=== Çıkarılan metin ===
Şer‘î Kaidelerle Tasavvuf -49- FELSEFE ve MANTIK
Dr. Ahmet Hamdi YILDIRIM
(Şâzelîmeşâyıhından Ahmed Zerrûk [v. 899/1494] Hazretleri’nin; tasavvufu, usûl ve fıkıh kaideleriyle anlattığı Kavâidü’t-Tasavvuf ve Şevâhidü’t-Taarruf adlı eserinin tercüme ve şerhine devam ediyoruz.)
HAKÎM TAVRI
Müellifimiz, önceki maddede tasavvuf erbâbının; zâhid, ârif ve mürid gibi farklı sıfatlarını ele almıştı. Bu maddede, felsefe ve mantık ilimleriyle meşgul olanların bakış açısını ve bu ilimlerin tasavvuf ile münasebetini ele alıyor.
Yetmiş Birinci Kaide:
“Hakîm, varlığa hakikatleri açısından bakar.”
Hakîm; hikmet sahibi, hikmetle meşgul olan, feylesof yahut filozof denilen kişidir. Felsefe kelimesinin Yunanca filo-sofya, hikmet sevgisi demek olduğu söylenir. Ayasofya Camii’nin adında da geçen «sofya», Yunan eserleri Arapçaya çevrilirken «hikmet» kelimesi ile tercüme edilmiştir. Türkçede bilgelik diye tercüme ediliyor.
Varlığı ince noktalarıyla araştıran, inceliklerini öğrenmeye çalışan kimselere hakîm denirdi. Eskiden bütün ilimler beraber mütalâa edildiği için, tabip mânâsına gelen hekim kelimesi de buradan gelir.
Eskiden matematik, tıp, kimya vb. bütün ilimler felsefenin altında mütalâa edilirdi. Daha sonra ilimler ve fenler çoğalıp çeşitlenmiş; müşâhede ve tecrübe sayesinde, ulaşılan ve ispatlanan fizik kanunlarıyla bu ilimler müsbet ilim / fen hâline gelmiş ve felsefe çatısından ayrılmıştır.
Bundan sonra felsefe; sadece akıl yürütme yoluyla, sadece akla istinâd ederek, varlığa, insana ve ahlâka dair suallere cevap aramanın adı olmuştur. Bu bakımdan İslâmî nazarda feylesofun hataya düşmesi kaçınılmazdır. Zira müslüman için, bu suallerin cevabı vahiyle verilmiştir. Vahye teslîmiyet ile ittibâ gerekir. Hakîm ise akla dayanarak öğrenmek ister.
=== Veri kayıtları ===
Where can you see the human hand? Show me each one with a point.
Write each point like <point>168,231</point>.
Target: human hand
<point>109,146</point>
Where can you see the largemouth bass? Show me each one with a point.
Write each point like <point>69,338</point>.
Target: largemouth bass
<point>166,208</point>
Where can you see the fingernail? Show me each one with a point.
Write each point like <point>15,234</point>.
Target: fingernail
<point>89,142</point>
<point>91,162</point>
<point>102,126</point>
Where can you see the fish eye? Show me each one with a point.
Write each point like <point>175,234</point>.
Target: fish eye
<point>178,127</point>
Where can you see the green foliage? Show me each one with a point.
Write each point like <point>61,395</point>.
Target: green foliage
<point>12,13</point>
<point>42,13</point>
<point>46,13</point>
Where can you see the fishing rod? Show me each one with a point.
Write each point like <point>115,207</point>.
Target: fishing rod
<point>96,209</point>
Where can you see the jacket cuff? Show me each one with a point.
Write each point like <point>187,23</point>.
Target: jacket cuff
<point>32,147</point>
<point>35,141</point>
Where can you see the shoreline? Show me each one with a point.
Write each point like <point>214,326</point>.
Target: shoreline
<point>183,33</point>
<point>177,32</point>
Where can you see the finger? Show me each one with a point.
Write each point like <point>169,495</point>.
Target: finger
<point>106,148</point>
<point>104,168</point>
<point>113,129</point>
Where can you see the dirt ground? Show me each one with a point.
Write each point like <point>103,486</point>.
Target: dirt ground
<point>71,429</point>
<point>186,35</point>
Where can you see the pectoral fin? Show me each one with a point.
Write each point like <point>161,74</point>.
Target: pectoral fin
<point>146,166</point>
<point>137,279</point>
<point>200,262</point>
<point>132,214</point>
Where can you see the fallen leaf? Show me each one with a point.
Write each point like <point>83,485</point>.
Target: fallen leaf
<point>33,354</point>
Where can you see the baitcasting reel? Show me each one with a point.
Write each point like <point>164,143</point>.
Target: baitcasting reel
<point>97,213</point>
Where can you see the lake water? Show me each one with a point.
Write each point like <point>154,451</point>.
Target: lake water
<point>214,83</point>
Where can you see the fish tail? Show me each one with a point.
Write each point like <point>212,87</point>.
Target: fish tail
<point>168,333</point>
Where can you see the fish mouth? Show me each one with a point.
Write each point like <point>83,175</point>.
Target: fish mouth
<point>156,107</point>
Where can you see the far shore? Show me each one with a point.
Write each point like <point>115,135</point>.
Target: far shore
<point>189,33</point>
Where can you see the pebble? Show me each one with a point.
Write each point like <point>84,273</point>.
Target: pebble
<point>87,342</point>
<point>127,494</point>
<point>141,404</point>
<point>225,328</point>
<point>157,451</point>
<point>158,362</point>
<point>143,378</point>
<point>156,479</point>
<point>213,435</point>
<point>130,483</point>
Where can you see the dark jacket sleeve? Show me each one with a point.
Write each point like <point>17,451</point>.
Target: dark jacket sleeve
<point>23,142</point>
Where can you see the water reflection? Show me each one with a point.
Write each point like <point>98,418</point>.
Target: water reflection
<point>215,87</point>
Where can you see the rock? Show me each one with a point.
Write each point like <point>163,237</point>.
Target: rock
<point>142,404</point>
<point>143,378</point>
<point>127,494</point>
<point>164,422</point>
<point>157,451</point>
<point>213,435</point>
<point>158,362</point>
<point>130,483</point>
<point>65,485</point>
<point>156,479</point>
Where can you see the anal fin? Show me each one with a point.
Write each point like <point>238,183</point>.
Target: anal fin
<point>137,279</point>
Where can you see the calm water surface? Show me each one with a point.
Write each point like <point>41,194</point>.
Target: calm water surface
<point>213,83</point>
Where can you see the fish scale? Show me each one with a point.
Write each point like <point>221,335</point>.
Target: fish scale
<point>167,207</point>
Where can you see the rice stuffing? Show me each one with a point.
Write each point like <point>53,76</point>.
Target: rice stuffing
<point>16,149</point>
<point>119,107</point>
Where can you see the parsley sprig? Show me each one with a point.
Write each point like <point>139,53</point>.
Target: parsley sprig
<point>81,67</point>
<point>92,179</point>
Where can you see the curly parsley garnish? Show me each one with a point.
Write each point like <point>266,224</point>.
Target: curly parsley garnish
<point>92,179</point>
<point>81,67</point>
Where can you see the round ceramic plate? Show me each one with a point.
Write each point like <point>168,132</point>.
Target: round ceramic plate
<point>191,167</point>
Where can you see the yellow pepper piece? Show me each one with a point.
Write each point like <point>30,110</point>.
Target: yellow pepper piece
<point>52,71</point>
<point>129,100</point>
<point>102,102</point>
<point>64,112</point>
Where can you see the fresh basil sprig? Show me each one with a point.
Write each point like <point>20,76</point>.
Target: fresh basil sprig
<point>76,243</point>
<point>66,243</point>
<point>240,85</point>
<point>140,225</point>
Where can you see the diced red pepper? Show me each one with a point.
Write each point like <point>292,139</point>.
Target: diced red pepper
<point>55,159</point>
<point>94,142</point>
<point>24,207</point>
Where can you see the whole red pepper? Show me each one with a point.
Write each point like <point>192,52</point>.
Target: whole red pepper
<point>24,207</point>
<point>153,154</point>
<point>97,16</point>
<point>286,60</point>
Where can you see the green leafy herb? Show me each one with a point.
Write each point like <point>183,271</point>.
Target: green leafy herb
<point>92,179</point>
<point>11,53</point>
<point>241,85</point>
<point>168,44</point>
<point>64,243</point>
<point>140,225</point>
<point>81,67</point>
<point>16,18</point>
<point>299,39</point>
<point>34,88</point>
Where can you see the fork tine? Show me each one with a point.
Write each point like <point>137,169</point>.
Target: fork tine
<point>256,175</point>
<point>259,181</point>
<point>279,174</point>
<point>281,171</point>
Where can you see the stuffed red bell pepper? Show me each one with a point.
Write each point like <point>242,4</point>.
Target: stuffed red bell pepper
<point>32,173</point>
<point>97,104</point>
===
### Görev listesi
1. Felsefe ve tasavvuf metnindeki “Eskiden matematik, tıp, kimya vb. bütün ilimler felsefenin altında mütalâa edilirdi.” cümlesini İngilizceye çevirin.
2. Aşağıdaki ifadelerin felsefe ve tasavvuf metniyle uyuşup uyuşmadığını belirtin. Her biri için evet ya da hayır deyin ve karar veren sözleri metinden aynen alıntılayın.
(a) Felsefe kelimesinin Yunanca “hikmet sevgisi” anlamına geldiği söylenir.
(b) Tabip anlamındaki hekim kelimesinin hakîm ile bir bağı yoktur.
(c) Hakîm, vahye dayanarak öğrenmek ister.
3. Felsefe ve tasavvuf metnini kaldığı yerden sürdürün.
Malzemenin metinle hiçbir ilgisi yoktur.

### Görevlere göre sonuçlar
1. In the past, all sciences such as mathematics, medicine, chemistry, etc. were studied under philosophy.

2.
(a) Evet: “Felsefe kelimesinin Yunanca filo-sofya, hikmet sevgisi demek olduğu söylenir.”
(b) Hayır: “tabip mânâsına gelen hekim kelimesi de buradan gelir.”
(c) Hayır: “Hakîm ise akla dayanarak öğrenmek ister.”

3.
“ve hakîm, bu hakikatlerini, ulaştığı nokta itibarıyla talep eder; bu yüzden de sürekli takip etme işiyle meşguldür.”
Filozof, araştırmacıdır. Peşini kollar, araştırır, düşünür, taşınır.
“Bu ise ittibâa halel getirir.”
Müslüman vahye teslîmiyet ile ittibâ eder. Sûfî için de teslîmiyet esastır. Filozofça araştırmacı bakış, bu bakımdan ittibâı ihlâl eder.
Hatırlayalım:
Hızır –aleyhisselâm-, Hazret-i Musa’ya;
“–Ben sana hikmetini açıklamadıkça bana soru sormayacaksın!” demişti. Hazret-i Musa, dayanamamış üç kere itiraz etmiş ve bu yolculuğa devam edememişti.1
İttibâteslîmiyetle yürür.
Meselâ Abdullah İbn-i Ömer –radıyallâhuanhümâ-; Peygamber Efendimiz –aleyhissalâtü vesselâm-’ın adımlarını takip etmiş, yollarda O’nun geçtiği yerden geçmiş, O’nun altında oturduğu ağacın altında oturmuş. «Niye?» diye sormadan ittibâ etmiş.2
Hakîm ise;
“–Peygamber burada niye oturdu? Bu oturmasının hikmeti neydi?” diye araştırmak ister. Çözemeyince şüpheye kapılabilir. İttibâ etmekten kaçınabilir.
İttibâ ile tetebbû hiçbir zaman bir arada bulunamaz mı? Yani hem teslîmiyet gösterip; «Âmennâ ve saddaknâ!» diyebilmek, hem de sebep ve hikmetini öğrenmeye, araştırmaya devam edebilmek mümkün değil mi?
Müellifimiz bunun, ancak şu vasıflara sahip kişiler için mümkün olduğunu söylüyor:
“Bu; ancak sağlam bir fıtrata, istikrarlı hâllere ve doğru bir düşünceye sahip olan kimseler için uygun olabilir.”
Ancak onlar tetebbû ile ittibâı cem edebilirler. Onlar için araştırmak, teslîmiyeti bozmaz.
İttibâ artı tetebbû gösterebilen kişi, yani hem tâbî olup hem tâbî olduğu yeri anlamlandırabilen, hikmetini, sebebini kavrayabilen, tâbiiyeti o işe iknâ olmasından kaynaklanabilen kişi, fıtrat-ı selîme, ahvâl-i müstakîme ve fikr-i kavîme / doğru düşünce sahibi olanlardır.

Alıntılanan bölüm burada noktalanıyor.